Updated: Jun 2, 2018



The city has long been a muse and inspiration for filmmakers, from the dawn of moving image to the present day. Literal symphonies have been conducted to its hallucinatory visions and pieced together from its perpetual motions. In the 1920s a score of films were made that we came to know as the city symphonies. Walter Ruttman’s Berlin: Symphony of a Great City (1927) is perhaps best known; a patchwork of rhythmic images, fragments of lives, reflections of reflections, swelling through the city streets like blood pumping through a vein. These films made the city the star of the picture, in all its cacophonous glory. Mark Cousins recently revived this heritage of city symphonies with his masterpiece I Am Belfast (2015), a poetic ode to his hometown, which he embodies as a woman, exploring the history and future within.


The cinematic city has come to mean many things through the years. In the 1940s the directors working in film noir used the dark corners of Los Angeles to express the fraught tensions and fragmented psyche of America during wartime. In France at the time of the Nouvelle Vague and auteurs such as Francois Truffaut and Jean-Luc Godard, the city of Paris became condensed and then expanded into an explosive sensation, its cobbled streets immortalised with the lyricism of a poem. Filmmakers have used cinema as a window to look into their visions of the utopian/dystopian megalopolises of future days. From Metropolis (1927) to Akira (1988) to Babeldom (2013), cities drawn out from deep within the imagination cast a foreboding shadow over much of cinema history.


Patrick Geddes elaborated, “The city is more than a place in space. It is a drama in time.” Throughout the symphonic portrayals of cities within cinema, we’ve witnessed radical transformations, waves of change coming and going with the tide of perception. Using two case studies, that of Rome and of Paris, an illumination to this metamorphosis will hopefully be cast here, revealing how even the most classical of cities can become warped by the kino-eye. In both cases becoming touched by a postmodern condition.

+-------+

Continue the essay on the city in cinema, starting right after its last sentence. The items that come after this essay have nothing to do with it.

→ INFORMATION SHOWN
+-------+

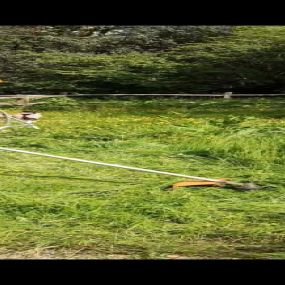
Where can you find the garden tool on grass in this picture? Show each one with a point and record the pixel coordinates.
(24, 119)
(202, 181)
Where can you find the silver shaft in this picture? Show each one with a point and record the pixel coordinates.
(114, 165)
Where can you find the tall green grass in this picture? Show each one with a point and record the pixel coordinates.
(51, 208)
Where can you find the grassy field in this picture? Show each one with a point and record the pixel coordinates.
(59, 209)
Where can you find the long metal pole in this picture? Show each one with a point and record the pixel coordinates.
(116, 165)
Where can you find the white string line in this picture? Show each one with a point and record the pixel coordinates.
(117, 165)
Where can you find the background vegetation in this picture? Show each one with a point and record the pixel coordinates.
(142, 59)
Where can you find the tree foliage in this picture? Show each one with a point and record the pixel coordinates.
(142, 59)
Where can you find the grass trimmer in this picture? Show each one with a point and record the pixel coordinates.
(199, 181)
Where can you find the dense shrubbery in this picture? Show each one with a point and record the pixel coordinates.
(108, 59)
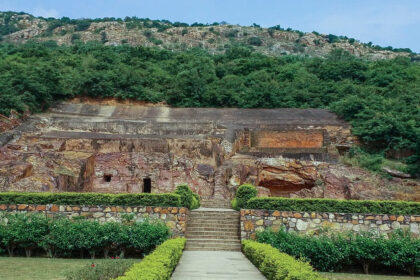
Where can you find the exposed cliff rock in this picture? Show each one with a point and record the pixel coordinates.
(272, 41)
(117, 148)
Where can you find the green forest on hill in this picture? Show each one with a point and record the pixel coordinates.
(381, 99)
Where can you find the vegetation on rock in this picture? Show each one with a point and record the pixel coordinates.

+-------+

→ WRITTEN RESPONSE
Rome: From Fellini to Sorrentino


From the opening images of The Great Beauty (2013), in which a man washes himself with the lapping water of a fountain, an Asian tourist takes photos of a stunning aerial view of Rome before collapsing from the heat – or perhaps the grandeur - and before a wild neon-infused party breaks out, it is clear that the Eternal City is no longer the same as it once was, back when Federico Fellini roamed its streets. A postmodern virus is seeping through the cracks of classicism. The changes range from subtle to flagrant, from a Baudrillardian overdose of simulacra to an incongruous society Fredric Jameson would say was dominated by a mix of high and mass culture. These aren’t the most obvious cases however, more so is the echoed call and response from Fellini to director of The Great Beauty, Paolo Sorrentino. The latter displays a referential knowledge of how Fellini perceived Rome, and perhaps suggests that his visions no longer convey truth. He personifies these visions of antiquity as the character of Jep Gambardella and his group of high-class amoral socialites, relics of a distinctly modernist disposition. Fingernails clinging to the past. Statues crumbling into dust.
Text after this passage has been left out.